## Dataset records
▽

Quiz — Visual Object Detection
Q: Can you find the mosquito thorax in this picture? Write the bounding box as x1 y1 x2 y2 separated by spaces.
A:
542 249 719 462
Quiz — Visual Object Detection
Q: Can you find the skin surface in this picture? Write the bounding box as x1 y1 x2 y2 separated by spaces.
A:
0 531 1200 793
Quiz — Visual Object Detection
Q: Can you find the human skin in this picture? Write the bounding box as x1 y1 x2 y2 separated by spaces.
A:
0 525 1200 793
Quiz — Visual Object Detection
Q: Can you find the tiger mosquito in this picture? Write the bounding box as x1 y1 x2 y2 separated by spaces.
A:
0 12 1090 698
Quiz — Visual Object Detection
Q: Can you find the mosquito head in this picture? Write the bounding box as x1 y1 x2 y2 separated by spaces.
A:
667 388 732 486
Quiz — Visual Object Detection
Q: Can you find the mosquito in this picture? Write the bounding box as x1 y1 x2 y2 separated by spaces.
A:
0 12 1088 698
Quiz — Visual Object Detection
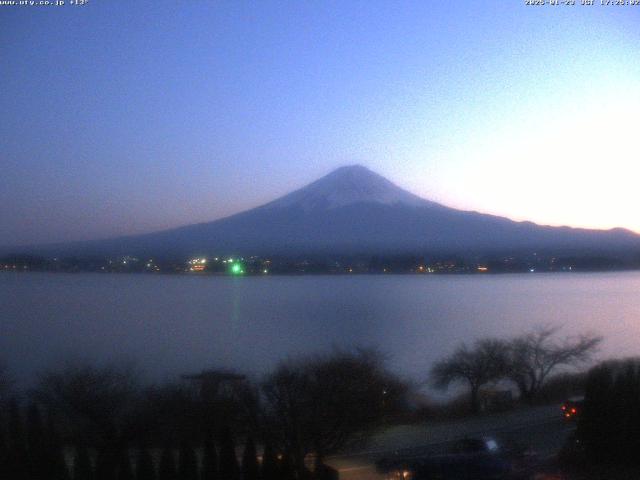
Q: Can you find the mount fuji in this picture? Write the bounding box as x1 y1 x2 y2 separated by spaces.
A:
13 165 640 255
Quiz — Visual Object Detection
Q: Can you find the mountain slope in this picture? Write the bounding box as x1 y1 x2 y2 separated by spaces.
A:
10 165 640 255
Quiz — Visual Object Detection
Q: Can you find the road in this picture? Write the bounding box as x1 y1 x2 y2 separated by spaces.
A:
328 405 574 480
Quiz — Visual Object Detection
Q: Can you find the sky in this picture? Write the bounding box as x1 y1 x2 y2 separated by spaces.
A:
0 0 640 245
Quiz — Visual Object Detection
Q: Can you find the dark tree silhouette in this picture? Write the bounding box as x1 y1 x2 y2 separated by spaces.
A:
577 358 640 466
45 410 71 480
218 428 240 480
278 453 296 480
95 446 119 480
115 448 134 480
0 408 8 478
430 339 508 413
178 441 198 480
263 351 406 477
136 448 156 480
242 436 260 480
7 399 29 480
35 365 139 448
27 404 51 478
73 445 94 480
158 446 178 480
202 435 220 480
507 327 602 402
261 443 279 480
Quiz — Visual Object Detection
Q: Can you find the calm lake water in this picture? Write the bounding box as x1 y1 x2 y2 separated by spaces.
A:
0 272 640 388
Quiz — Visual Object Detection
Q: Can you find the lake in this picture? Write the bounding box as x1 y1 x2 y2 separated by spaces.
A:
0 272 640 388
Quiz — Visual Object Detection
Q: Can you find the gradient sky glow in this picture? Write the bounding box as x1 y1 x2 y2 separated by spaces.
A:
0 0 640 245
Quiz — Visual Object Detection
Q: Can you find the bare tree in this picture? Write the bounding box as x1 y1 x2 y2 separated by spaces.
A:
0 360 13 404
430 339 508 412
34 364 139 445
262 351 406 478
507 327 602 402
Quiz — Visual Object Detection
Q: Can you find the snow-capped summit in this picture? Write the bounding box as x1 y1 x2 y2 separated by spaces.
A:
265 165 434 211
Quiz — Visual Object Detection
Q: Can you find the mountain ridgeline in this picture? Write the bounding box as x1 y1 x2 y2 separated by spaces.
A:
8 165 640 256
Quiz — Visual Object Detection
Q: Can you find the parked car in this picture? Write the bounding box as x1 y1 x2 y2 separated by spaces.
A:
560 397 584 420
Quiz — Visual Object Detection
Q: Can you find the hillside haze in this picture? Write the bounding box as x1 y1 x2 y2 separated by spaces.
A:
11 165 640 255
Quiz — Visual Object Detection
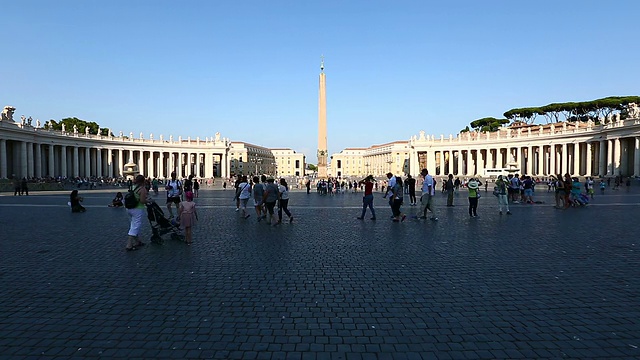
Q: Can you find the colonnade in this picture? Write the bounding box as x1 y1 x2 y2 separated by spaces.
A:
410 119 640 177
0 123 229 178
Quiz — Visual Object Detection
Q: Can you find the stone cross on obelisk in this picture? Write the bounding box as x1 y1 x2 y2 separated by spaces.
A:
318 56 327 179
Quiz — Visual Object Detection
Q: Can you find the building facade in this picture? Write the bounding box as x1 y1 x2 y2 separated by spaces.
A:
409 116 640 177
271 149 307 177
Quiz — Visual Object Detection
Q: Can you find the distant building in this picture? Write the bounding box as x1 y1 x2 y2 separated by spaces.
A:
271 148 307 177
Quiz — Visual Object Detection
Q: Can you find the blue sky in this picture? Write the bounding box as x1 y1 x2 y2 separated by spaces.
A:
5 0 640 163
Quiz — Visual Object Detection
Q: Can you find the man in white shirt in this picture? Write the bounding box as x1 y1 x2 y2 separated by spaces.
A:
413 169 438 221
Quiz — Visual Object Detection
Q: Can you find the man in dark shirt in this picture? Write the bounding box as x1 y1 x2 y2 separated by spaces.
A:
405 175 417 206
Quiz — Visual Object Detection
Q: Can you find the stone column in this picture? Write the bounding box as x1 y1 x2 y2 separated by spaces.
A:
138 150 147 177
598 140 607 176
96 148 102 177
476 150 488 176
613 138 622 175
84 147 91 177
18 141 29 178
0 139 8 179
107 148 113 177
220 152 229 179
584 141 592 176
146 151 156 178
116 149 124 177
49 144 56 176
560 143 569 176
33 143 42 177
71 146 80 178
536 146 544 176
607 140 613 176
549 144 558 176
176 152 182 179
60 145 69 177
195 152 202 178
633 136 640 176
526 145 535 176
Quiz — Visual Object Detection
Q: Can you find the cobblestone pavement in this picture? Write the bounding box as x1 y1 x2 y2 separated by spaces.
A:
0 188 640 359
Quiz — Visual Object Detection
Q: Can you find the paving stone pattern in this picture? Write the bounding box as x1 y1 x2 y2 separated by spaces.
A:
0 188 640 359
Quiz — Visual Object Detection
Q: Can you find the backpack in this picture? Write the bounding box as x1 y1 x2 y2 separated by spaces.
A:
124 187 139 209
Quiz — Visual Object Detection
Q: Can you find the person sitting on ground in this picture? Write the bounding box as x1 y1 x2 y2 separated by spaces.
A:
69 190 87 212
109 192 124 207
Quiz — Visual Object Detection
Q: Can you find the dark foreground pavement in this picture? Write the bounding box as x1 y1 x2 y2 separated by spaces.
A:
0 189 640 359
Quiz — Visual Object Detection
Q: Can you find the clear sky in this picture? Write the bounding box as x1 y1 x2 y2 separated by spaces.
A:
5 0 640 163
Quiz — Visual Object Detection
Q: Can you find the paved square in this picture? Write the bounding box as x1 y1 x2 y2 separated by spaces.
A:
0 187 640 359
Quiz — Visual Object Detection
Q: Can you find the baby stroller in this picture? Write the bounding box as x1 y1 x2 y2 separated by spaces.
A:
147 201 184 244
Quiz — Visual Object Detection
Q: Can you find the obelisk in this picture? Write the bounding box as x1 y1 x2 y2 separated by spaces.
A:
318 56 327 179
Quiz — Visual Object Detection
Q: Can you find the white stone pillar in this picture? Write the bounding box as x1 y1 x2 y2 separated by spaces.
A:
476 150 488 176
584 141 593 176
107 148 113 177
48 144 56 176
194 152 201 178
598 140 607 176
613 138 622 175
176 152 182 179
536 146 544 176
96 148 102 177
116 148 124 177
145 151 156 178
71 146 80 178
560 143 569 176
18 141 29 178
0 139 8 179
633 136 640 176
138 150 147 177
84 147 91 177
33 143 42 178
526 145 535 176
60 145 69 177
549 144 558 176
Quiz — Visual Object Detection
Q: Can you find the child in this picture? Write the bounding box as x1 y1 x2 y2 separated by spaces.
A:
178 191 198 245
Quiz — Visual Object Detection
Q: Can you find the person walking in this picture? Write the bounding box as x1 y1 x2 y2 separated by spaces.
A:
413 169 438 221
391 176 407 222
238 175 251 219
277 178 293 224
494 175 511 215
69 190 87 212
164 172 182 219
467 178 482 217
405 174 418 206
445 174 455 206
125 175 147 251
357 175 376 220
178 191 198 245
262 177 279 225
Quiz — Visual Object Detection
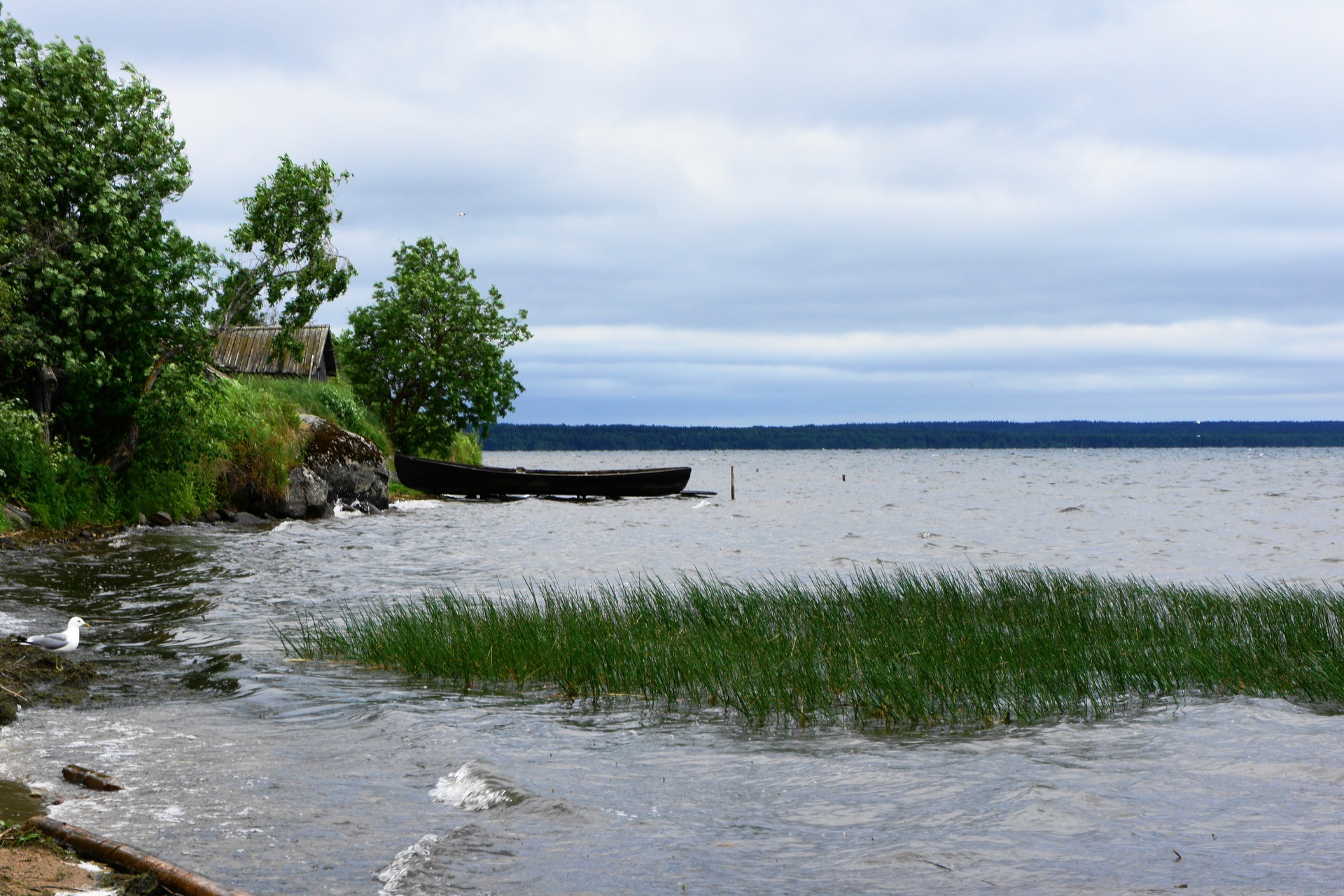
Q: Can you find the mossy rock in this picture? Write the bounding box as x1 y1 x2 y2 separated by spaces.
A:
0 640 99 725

△
▽

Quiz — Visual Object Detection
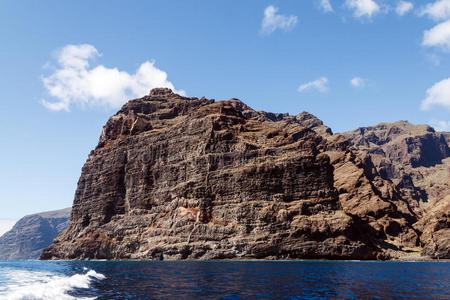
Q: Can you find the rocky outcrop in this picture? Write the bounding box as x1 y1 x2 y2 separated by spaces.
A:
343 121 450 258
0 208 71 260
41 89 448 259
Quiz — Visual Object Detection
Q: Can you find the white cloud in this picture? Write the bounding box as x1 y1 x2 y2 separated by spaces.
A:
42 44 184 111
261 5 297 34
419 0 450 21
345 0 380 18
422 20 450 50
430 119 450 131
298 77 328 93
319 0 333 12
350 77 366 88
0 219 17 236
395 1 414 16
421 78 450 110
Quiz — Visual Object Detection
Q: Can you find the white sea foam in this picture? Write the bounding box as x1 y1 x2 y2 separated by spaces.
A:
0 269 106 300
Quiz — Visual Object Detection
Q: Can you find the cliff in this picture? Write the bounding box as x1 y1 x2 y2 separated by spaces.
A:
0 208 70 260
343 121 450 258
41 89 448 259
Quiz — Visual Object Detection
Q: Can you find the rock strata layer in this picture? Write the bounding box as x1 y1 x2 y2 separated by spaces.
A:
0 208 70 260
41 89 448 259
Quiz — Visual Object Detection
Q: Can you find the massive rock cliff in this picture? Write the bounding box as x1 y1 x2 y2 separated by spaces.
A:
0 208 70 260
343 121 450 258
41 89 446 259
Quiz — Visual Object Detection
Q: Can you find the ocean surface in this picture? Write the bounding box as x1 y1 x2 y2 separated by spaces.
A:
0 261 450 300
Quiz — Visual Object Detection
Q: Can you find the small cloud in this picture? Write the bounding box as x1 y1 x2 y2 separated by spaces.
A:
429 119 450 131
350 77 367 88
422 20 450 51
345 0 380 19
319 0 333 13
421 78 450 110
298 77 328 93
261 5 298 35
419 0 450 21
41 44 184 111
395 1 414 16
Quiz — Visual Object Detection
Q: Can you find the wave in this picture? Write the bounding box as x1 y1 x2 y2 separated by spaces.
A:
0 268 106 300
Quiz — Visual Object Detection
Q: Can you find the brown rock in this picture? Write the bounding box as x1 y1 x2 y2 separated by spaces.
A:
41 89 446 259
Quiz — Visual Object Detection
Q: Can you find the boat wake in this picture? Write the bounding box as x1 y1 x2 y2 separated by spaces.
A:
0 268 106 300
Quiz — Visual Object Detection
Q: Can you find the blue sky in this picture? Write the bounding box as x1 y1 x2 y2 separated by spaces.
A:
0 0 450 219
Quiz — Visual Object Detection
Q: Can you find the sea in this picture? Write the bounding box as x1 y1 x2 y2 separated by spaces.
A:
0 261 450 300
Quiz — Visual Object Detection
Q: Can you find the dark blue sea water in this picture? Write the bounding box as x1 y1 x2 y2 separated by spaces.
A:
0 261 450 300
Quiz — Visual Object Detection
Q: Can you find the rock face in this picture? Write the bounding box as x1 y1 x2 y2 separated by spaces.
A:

△
▽

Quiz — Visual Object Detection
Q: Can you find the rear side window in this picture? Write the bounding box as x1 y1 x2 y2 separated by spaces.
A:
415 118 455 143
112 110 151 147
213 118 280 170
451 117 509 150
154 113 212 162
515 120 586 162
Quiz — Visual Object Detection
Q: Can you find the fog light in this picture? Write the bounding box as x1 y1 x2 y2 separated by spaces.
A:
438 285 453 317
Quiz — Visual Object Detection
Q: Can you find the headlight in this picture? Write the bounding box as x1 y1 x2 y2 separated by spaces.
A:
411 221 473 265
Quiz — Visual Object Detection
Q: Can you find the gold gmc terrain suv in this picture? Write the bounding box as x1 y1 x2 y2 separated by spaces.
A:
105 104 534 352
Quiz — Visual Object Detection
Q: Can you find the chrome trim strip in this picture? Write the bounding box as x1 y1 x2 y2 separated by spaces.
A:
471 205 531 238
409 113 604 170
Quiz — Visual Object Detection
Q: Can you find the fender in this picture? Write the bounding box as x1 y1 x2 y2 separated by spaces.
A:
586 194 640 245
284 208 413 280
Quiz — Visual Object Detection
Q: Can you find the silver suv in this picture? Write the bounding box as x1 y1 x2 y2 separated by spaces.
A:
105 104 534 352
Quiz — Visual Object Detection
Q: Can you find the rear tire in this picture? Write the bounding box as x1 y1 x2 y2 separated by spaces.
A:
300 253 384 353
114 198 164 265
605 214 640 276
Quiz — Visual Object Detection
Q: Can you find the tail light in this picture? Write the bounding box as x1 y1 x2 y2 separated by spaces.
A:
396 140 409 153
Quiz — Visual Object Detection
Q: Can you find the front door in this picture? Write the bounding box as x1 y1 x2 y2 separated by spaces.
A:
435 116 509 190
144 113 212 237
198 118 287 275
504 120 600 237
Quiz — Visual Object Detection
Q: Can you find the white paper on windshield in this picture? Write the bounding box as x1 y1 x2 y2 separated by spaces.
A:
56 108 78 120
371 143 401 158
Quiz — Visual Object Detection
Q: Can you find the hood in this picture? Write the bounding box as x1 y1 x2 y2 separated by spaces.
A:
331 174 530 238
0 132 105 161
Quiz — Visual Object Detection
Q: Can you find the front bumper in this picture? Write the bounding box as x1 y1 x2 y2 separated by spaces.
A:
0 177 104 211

△

## Goal
Pick out and copy every line of the material above that contains the word "skin". Case counts.

## Solved exercise
Q: Can you find the skin surface in this picture? Write the bounding box as x1 y1 x2 y2 separated by spaces.
Q: Can you find the human skin in this picture? Write the bounding box as x1 y1 x2 y2 separated by spaces.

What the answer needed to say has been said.